# Source excerpt
SACRAMENTO, Calif. (AP) -- The state Assembly speaker on Wednesday proposed changing a rainy day fund measure on the November 2014 ballot that had been negotiated by former Gov. Arnold Schwarzenegger and Republican lawmakers three years ago to decrease budget volatility.
Speaker John Perez, D-Los Angeles, announced his plan for a replacement ballot measure that potentially makes it more favorable for the public employee unions that support Democratic lawmakers. His proposal calls for the rainy day fund to be built with extra capital gains taxes from the wealthy rather than from the state's general fund, which could take money away from state programs.
Senate Minority Leader Bob Huff, R-Diamond Bar, said Perez's plan would give Democrats "political cover" for increasing spending.
Republicans criticized Democrats last year for moving the rainy day fund ballot measure from the June 2012 primary to the November 2014 general election. They called it a power grab pushed by union interests seeking to postpone the measure.
"All the Democrats have done is kick it down the road and now they're trying to walk away from it," Huff said.
With two-thirds majorities in both houses of the Legislature, Democrats could change the ballot measure without Republican support.
Perez defended his plan, saying that altering the previously agreed-upon measure will better protect the state budget from future economic downturns.
"The idea is to fill our new rainy day fund with spikes in capital gains revenues," Perez said during a luncheon address before the Sacramento Press Club on Wednesday. "We all talk about the volatility of revenues for the state of California and the area of greatest volatility is tax revenues derived from high-wealth individuals."
The current measure would require the Legislature to set aside money in years when California has a budget surplus, a constraint opposed by public employee unions and most Democratic lawmakers. It would require the state to put 3 percent of general fund money into the reserve fund and gradually increase the reserve to equal 10 percent of the general fund.

# Information shown

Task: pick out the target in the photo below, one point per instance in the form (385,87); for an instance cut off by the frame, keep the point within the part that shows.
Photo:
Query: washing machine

# Directive 1
Translate into Spanish this sentence from the rainy day fund article: "With two-thirds majorities in both houses of the Legislature, Democrats could change the ballot measure without Republican support."
# Directive 2
Print the portion of the rainy day fund article starting at "Speaker John Perez, D-Los" and ending at "from state programs.".

# Solution 1
Con mayorías de dos tercios en ambas cámaras de la Legislatura, los demócratas podrían modificar la medida electoral sin el apoyo republicano.

# Solution 2
Speaker John Perez, D-Los Angeles, announced his plan for a replacement ballot measure that potentially makes it more favorable for the public employee unions that support Democratic lawmakers. His proposal calls for the rainy day fund to be built with extra capital gains taxes from the wealthy rather than from the state's general fund, which could take money away from state programs.